WHAT YOU SHOULD DO
Rescale the rows below, starting at the line that contains "Target: woman in long gray pants" and running through the end of the rows. Give only those lines again, requests included, with every point coordinate in the answers multiplied by 1.1 and rounded to a whole number, halves rounded up.

STORED ROWS
----------

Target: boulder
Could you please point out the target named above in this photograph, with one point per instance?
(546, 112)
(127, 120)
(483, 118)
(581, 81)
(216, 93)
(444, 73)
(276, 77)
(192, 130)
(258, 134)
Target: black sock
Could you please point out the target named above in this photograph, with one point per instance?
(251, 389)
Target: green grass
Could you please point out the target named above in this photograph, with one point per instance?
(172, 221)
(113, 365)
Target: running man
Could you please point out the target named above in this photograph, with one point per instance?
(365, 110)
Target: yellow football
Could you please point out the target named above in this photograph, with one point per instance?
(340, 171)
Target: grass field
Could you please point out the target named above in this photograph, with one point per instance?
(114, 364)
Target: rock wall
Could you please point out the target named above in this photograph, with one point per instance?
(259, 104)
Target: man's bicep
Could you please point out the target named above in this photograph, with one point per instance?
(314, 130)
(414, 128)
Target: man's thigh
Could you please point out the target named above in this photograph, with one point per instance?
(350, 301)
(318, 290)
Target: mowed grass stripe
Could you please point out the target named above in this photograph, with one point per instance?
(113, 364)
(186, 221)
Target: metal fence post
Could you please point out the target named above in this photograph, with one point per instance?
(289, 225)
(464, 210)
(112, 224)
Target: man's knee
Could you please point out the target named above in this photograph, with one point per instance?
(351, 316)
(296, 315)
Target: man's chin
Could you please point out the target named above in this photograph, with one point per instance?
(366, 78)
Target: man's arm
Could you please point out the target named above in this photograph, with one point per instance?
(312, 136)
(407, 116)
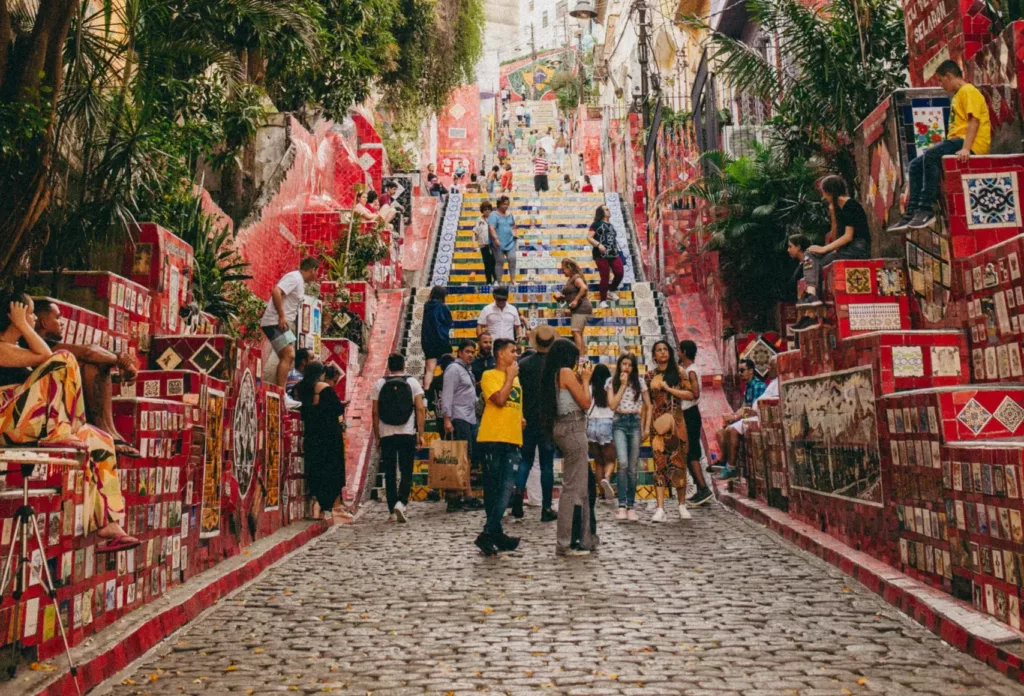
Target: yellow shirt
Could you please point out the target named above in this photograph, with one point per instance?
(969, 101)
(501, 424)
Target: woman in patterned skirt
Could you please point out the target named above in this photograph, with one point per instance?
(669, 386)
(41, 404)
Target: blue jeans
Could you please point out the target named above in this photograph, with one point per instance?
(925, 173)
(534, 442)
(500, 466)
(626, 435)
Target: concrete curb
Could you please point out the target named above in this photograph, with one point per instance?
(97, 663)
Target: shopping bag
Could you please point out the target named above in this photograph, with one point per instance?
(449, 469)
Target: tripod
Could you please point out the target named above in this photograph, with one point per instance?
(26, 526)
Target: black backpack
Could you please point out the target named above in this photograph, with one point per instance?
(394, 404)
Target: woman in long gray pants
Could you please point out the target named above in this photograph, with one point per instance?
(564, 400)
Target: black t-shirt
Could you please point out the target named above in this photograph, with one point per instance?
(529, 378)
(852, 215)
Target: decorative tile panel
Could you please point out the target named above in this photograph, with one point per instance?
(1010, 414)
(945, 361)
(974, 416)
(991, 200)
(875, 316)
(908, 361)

----------

SOLUTION FOR THIS PROBLEM
Target: woman in long gray pants
Could you please point out the target named above in this photograph, with one point per instance?
(620, 440)
Target: black t-shirt
Could you please point out the target named above in this photograph, with one point per instance?
(582, 416)
(937, 237)
Target: decorative tile panel
Could you please point out the target named above in this photograph, with one point per instance?
(1111, 455)
(1040, 397)
(1071, 458)
(1090, 220)
(963, 348)
(999, 397)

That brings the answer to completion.